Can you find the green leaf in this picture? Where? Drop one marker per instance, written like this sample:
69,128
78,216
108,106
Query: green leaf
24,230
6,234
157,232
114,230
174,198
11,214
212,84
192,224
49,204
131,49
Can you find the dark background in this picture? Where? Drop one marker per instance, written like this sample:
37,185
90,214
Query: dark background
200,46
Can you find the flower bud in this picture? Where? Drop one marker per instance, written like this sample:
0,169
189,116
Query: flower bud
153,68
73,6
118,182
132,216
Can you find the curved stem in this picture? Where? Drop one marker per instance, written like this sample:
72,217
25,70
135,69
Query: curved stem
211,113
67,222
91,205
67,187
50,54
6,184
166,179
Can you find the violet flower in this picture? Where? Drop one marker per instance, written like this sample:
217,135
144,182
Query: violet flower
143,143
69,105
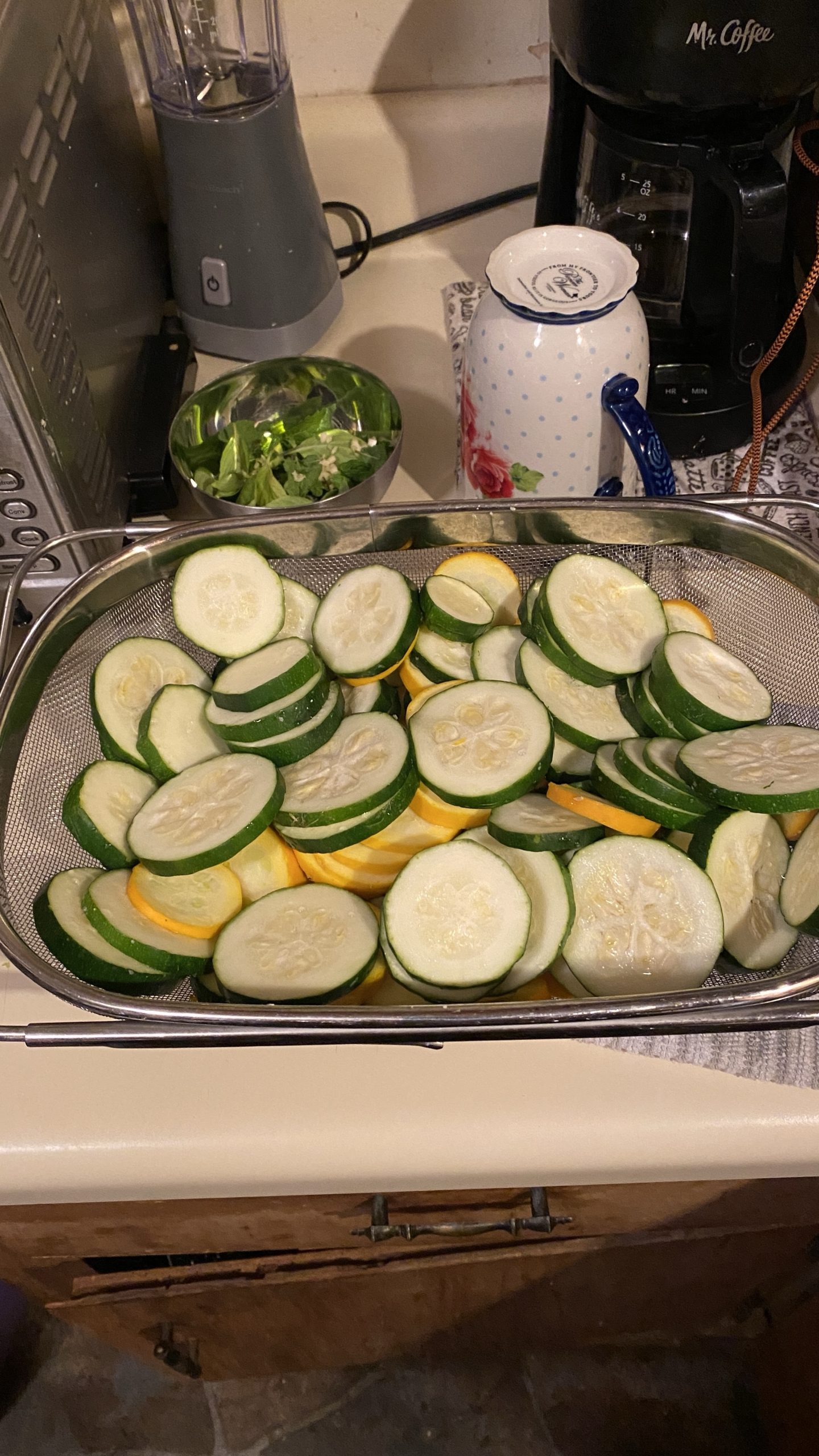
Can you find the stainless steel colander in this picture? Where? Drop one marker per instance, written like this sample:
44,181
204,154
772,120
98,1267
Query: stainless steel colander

• _Problem description_: Render every line of the data above as a numbered list, skipping blank lines and omitting the pictures.

• _Expected answer_:
1. Can you find the green leaf in this picture? Where? Drop one marker per instance, written like this sample:
2. 69,128
3. 78,216
4. 108,106
5. Query: green leaf
6. 24,230
7. 6,234
8. 157,232
9. 114,230
10. 174,198
11. 11,214
12. 212,84
13. 192,224
14. 49,204
15. 131,49
16. Can you find the dark background in this picture? Where? Drop one marker per instance, written like this sample:
17. 37,185
18. 90,214
19. Query: dark background
20. 200,46
21. Can you find the flower bud in this picture? Where? Drop one marker per instance, written like this sample:
22. 0,169
23. 189,116
24. Query: flower bud
25. 153,68
26. 73,6
27. 118,182
28. 132,216
29. Can you find the curved stem in this picture? Where? Drop one marker per instance, written like this sample:
30. 72,217
31. 25,70
32. 135,69
33. Query: curved stem
34. 211,113
35. 67,222
36. 91,205
37. 67,187
38. 50,54
39. 6,184
40. 166,179
41. Can you find the violet flower in this picture? Where? Drop one marker per instance, written like this sample:
42. 217,135
43. 144,182
44. Query: violet flower
45. 143,143
46. 69,105
47. Can you find the stainless steel colander in this picture? Where? Drop one marker per instance, written like this sample:
48. 44,181
49. 204,154
50. 772,120
51. 98,1267
52. Query: stainless steel colander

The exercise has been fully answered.